According to the course page, what percentage of the grade comes from the Research Project?

* _Exercise passage_:
^^^^^^^^^^^^^^^^
Special Topics in Large Language Models

Tuesdays and Thursdays, 04:00 PM to 05:15 PM, Appleby Hall 3

Course Information

Course Description: This graduate level special topics course examines emerging frontiers in large language models and their expanding roles across cognitive science, human AI interaction, and the social sciences. Students will explore state of the art research in areas such as cognitive architectures, reasoning and planning, compositionality, social cognition, and test time scaling, as well as applications of language models in domains including law, medicine, journalism, and scientific discovery.

Each student or team will select a focused topic, conduct a comprehensive literature review, and lead a seminar style lecture and discussion. The course culminates in a semester long research or implementation project, presented as a final paper and in class presentation. Projects should emphasize novel failure modes, under explored behaviors, or emerging risks rather than incremental performance gains.

Instructor: Dongyeop Kang (DK)

Meeting time: Tuesday and Thursday, 04:00 PM to 05:15 PM
Location: Appleby Hall 3 (campus map)
Homepage: dykang.github.io/classes/csci8980/S26/index.html
Canvas: canvas.umn.edu/courses/553602
Slack: csci8980s26.slack.com

Assessment

Student learning is assessed based on how effectively students identify, define, and solve research problems in their chosen topic.

  • Research Project (50%) originality, rigor, and clarity in identifying and addressing a novel research question
  • Topic Presentation (30%) analytical depth, synthesis of literature, and ability to communicate complex ideas effectively
  • Participation and Discussion (20%) quality of contributions to peer learning and critical engagement with readings

Participation and Discussion

Participation is evaluated based on the quality of contributions to seminar discussion and critical engagement with readings. Lecture recordings support class participation.

  • Come prepared to discuss the assigned readings
  • Ask precise questions and challenge assumptions constructively
  • Use Slack for clarifications and ongoing discussion

Course Schedule

We will cover a variety of machine-centered topics and human-centered topics. Based on knowledge you gain during the class, your team will conduct semester-long "research" project. Pay attention to due dates for projects.

Date Topic and Focus Presenters Reading for Presentation Other Reading (Mandatory)
^^^^^^^^^^^^^^^^
* _Listed entries_:

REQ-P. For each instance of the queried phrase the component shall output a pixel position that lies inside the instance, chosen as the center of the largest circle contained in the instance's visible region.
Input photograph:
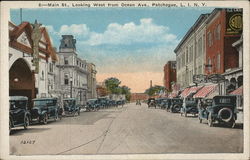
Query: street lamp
(71, 80)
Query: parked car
(151, 102)
(176, 105)
(45, 109)
(223, 110)
(18, 112)
(70, 107)
(93, 105)
(189, 106)
(203, 106)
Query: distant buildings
(169, 75)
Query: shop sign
(234, 21)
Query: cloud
(75, 29)
(130, 33)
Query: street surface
(128, 129)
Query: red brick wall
(228, 55)
(169, 75)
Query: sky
(131, 44)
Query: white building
(72, 71)
(191, 53)
(23, 79)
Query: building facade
(91, 81)
(169, 74)
(224, 27)
(72, 72)
(25, 77)
(191, 53)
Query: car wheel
(210, 121)
(26, 122)
(45, 119)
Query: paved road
(128, 129)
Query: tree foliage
(113, 86)
(154, 90)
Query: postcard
(124, 80)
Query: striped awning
(172, 95)
(238, 91)
(205, 91)
(190, 90)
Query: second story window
(66, 61)
(66, 79)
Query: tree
(126, 90)
(154, 90)
(112, 85)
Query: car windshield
(44, 102)
(69, 103)
(225, 100)
(18, 104)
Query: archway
(240, 81)
(21, 80)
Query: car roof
(69, 99)
(43, 99)
(14, 98)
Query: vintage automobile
(92, 105)
(45, 109)
(189, 106)
(138, 102)
(223, 110)
(70, 107)
(203, 106)
(176, 105)
(18, 112)
(151, 102)
(103, 101)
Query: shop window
(66, 79)
(218, 61)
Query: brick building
(224, 27)
(169, 74)
(26, 78)
(138, 96)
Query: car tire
(210, 121)
(45, 119)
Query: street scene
(128, 129)
(127, 83)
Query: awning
(205, 91)
(238, 91)
(173, 95)
(189, 91)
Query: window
(66, 79)
(217, 32)
(218, 61)
(186, 55)
(199, 47)
(50, 67)
(66, 61)
(210, 42)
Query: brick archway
(21, 80)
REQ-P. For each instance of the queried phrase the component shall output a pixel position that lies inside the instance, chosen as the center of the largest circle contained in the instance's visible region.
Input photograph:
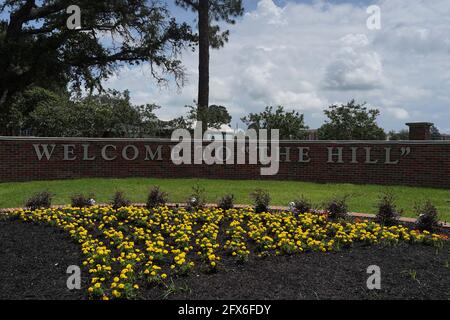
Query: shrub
(302, 205)
(226, 202)
(120, 201)
(39, 200)
(156, 197)
(337, 207)
(261, 200)
(81, 201)
(387, 212)
(428, 217)
(197, 199)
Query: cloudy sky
(307, 55)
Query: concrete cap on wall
(419, 130)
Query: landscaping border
(444, 224)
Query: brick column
(419, 130)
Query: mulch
(34, 259)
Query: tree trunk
(203, 66)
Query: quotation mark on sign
(374, 281)
(74, 21)
(405, 151)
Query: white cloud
(305, 56)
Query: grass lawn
(362, 198)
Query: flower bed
(132, 247)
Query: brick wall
(419, 163)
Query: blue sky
(307, 55)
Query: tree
(351, 121)
(215, 117)
(38, 49)
(210, 36)
(291, 124)
(401, 135)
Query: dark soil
(34, 259)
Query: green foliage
(156, 198)
(337, 207)
(39, 200)
(81, 201)
(428, 217)
(291, 124)
(215, 115)
(261, 200)
(401, 135)
(387, 213)
(226, 202)
(197, 200)
(104, 115)
(302, 205)
(37, 48)
(351, 121)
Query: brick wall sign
(414, 163)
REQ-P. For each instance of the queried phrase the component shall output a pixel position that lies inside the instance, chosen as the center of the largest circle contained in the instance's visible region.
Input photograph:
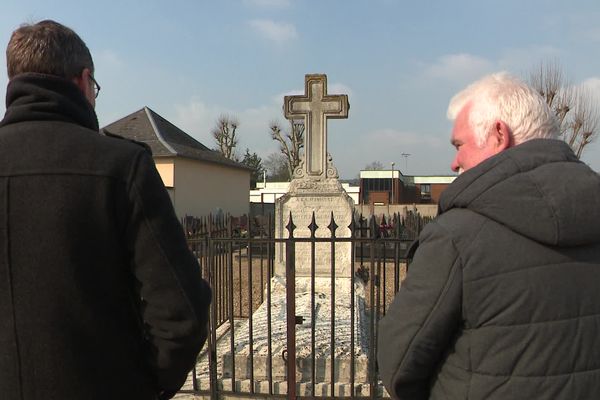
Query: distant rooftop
(387, 174)
(164, 138)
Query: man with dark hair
(501, 299)
(99, 295)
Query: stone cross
(315, 106)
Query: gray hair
(503, 97)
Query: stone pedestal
(324, 355)
(323, 198)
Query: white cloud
(268, 3)
(515, 59)
(197, 119)
(461, 67)
(592, 85)
(279, 32)
(395, 138)
(107, 60)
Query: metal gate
(260, 344)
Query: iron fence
(282, 336)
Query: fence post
(290, 279)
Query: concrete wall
(426, 210)
(200, 188)
(166, 169)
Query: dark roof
(164, 138)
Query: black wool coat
(502, 299)
(100, 297)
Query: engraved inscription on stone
(315, 188)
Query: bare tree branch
(290, 143)
(575, 108)
(224, 133)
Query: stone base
(259, 388)
(258, 343)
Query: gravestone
(315, 186)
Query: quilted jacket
(502, 299)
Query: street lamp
(405, 155)
(393, 182)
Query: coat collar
(40, 97)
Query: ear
(81, 80)
(502, 136)
(84, 84)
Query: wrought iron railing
(252, 350)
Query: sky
(398, 61)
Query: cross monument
(315, 106)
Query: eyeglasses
(96, 86)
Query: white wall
(201, 188)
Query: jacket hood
(538, 189)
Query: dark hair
(47, 48)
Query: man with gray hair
(501, 300)
(100, 297)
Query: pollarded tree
(252, 160)
(224, 133)
(290, 143)
(276, 165)
(575, 107)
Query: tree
(374, 166)
(224, 133)
(575, 108)
(255, 162)
(290, 143)
(276, 166)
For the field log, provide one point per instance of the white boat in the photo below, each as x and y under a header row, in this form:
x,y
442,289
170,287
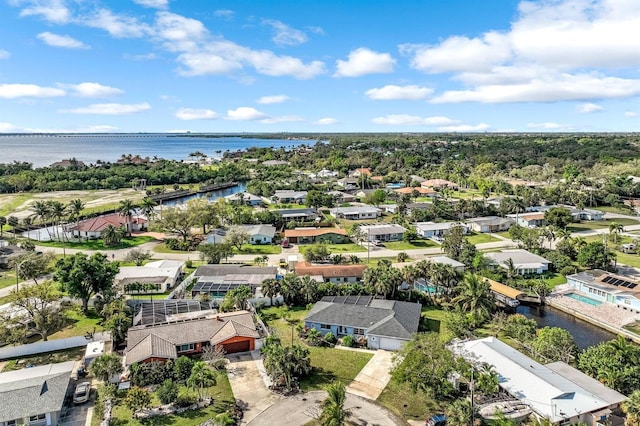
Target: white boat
x,y
512,410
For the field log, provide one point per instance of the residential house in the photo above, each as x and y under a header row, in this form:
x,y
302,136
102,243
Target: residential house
x,y
216,280
606,287
300,215
383,232
259,234
386,324
331,273
437,230
153,277
341,197
529,220
316,235
93,227
490,224
525,262
286,196
34,396
439,184
556,391
245,198
356,212
233,331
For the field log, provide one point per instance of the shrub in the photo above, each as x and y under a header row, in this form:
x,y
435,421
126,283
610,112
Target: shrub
x,y
330,338
348,341
167,392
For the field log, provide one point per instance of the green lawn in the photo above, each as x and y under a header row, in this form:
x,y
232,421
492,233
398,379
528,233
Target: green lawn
x,y
400,398
259,249
223,400
405,245
328,363
73,354
98,245
480,238
77,324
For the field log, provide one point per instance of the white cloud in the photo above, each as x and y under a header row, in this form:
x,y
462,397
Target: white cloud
x,y
465,128
196,114
224,14
325,121
245,114
284,35
53,11
12,91
391,92
364,61
589,107
118,26
156,4
548,89
275,99
92,90
548,126
282,119
110,109
413,120
555,50
57,40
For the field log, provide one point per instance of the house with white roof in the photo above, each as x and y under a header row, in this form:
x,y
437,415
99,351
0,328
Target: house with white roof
x,y
34,396
383,232
555,391
525,262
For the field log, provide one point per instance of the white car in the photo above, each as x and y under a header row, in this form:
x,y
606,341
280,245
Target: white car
x,y
82,393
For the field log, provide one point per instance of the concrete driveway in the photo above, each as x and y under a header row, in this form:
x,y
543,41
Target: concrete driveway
x,y
373,378
300,409
247,378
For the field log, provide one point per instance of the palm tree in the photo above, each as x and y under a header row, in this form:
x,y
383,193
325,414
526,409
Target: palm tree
x,y
631,408
333,411
614,230
147,206
202,376
270,288
474,297
126,208
75,208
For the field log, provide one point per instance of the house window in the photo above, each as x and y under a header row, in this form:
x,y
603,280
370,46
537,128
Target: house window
x,y
186,348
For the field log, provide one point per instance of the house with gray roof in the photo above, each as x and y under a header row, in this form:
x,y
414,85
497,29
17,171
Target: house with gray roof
x,y
386,324
233,331
34,396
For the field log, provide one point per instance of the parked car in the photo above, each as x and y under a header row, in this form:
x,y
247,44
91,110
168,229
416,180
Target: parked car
x,y
82,393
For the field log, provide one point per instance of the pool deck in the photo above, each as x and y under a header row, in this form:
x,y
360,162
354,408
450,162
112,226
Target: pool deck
x,y
605,315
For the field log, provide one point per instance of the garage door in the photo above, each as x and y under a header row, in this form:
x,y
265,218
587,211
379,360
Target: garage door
x,y
243,346
390,344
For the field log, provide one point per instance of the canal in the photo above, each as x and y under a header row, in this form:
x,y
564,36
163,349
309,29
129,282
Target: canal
x,y
584,334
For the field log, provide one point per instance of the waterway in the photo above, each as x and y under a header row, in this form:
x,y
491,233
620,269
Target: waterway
x,y
584,334
209,196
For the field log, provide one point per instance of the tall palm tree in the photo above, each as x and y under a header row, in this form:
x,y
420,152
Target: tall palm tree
x,y
333,411
126,208
474,297
75,208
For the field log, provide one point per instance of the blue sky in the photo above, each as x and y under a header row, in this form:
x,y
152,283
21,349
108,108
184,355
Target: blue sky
x,y
319,66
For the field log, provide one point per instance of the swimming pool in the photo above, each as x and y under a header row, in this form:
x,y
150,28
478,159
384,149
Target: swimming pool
x,y
584,299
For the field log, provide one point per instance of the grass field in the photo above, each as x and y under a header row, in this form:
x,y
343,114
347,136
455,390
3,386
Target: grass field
x,y
221,393
328,364
98,245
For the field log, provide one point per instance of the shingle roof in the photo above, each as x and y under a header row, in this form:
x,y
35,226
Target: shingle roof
x,y
380,317
34,390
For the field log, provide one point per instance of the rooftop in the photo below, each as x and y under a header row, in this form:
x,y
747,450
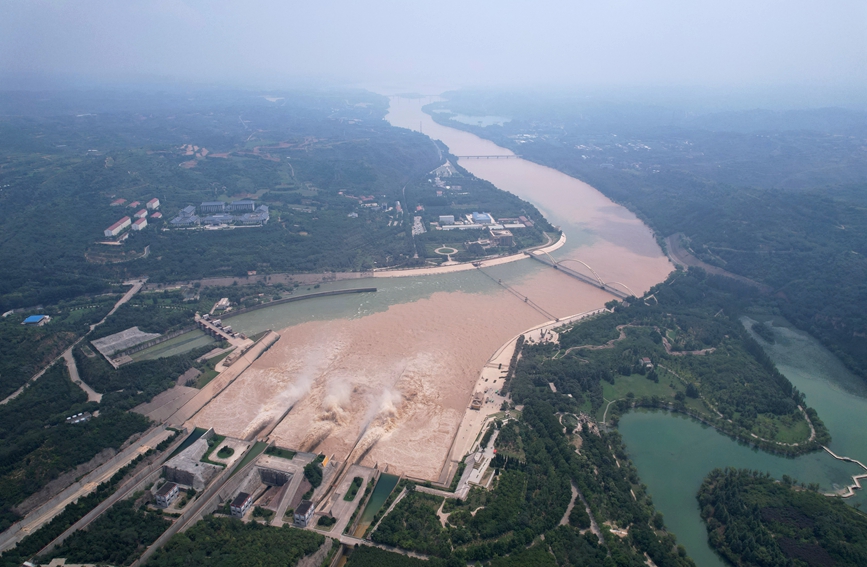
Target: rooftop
x,y
304,508
239,500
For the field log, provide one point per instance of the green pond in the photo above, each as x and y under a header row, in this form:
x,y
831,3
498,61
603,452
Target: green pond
x,y
383,488
673,453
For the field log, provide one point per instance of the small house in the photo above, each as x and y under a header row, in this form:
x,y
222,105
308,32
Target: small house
x,y
304,513
167,494
37,320
241,504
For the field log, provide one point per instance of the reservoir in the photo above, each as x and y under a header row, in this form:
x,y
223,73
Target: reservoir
x,y
400,364
383,488
385,378
673,454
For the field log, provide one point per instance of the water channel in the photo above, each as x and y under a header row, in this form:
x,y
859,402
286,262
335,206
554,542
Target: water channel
x,y
672,453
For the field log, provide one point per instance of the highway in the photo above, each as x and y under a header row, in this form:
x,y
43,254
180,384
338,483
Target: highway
x,y
45,513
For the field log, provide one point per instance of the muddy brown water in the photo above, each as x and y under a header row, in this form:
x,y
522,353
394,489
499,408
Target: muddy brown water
x,y
385,378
^^^^^^^^^^^^^^^^
* _Result for this task_: 50%